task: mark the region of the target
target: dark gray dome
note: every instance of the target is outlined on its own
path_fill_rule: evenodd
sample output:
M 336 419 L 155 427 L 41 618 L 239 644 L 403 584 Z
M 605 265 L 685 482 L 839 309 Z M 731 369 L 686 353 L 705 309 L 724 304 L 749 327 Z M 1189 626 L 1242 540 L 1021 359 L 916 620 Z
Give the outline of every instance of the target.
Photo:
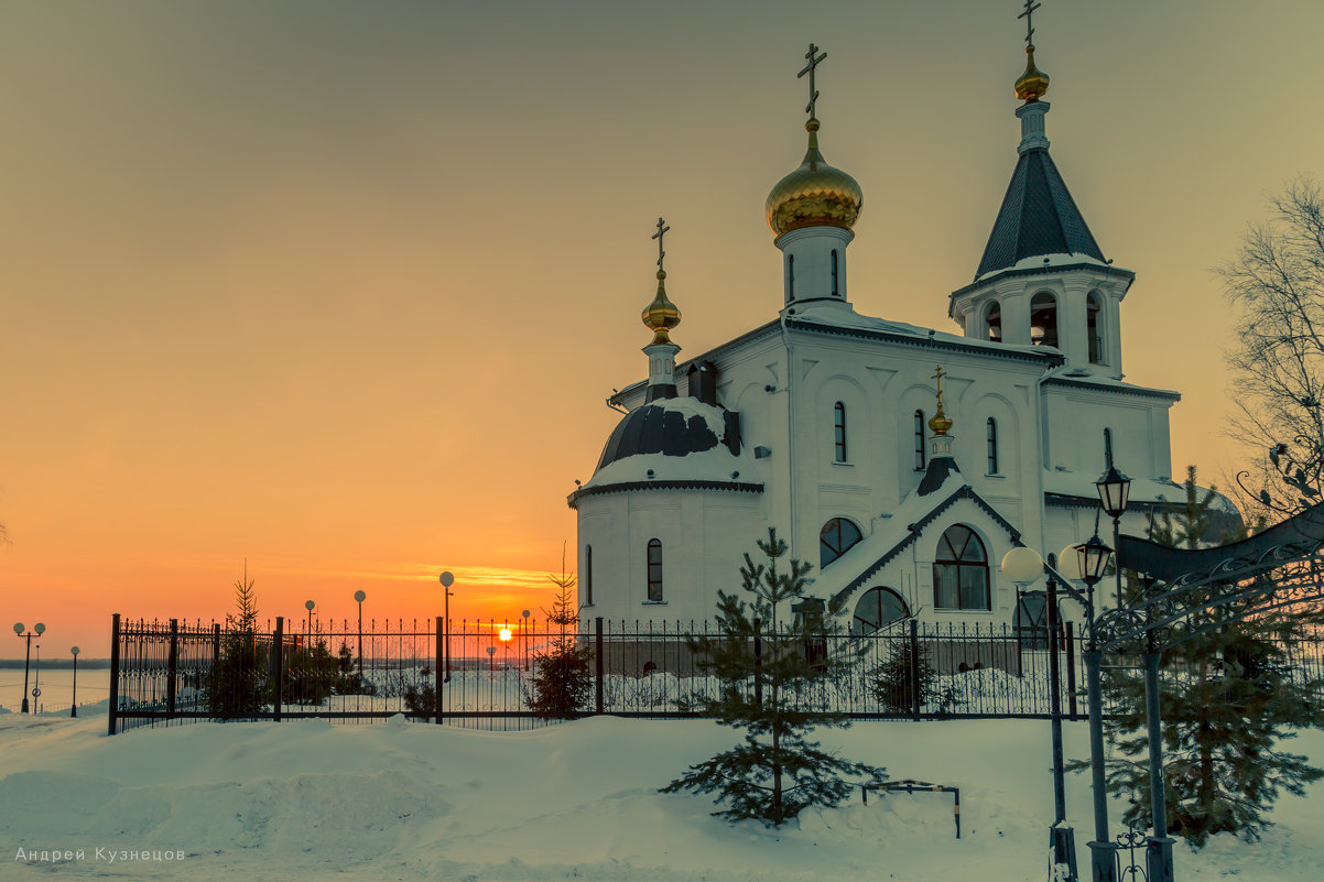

===============

**TASK TO CARRY OUT:**
Output every line of the entries above with no changes, leaving out the picture.

**RESULT OF THE TASK:**
task: mark the region of the target
target: dark gray dome
note: every instance of the target is outlined on its own
path_fill_rule: evenodd
sample output:
M 336 419 L 155 427 L 41 618 L 239 644 L 403 584 Z
M 605 265 L 685 482 L 839 309 Z M 731 369 L 686 353 L 705 309 L 724 304 L 749 327 Z M 1189 626 L 1242 540 L 1021 359 L 916 620 Z
Give the outline of every instance of the target.
Photo:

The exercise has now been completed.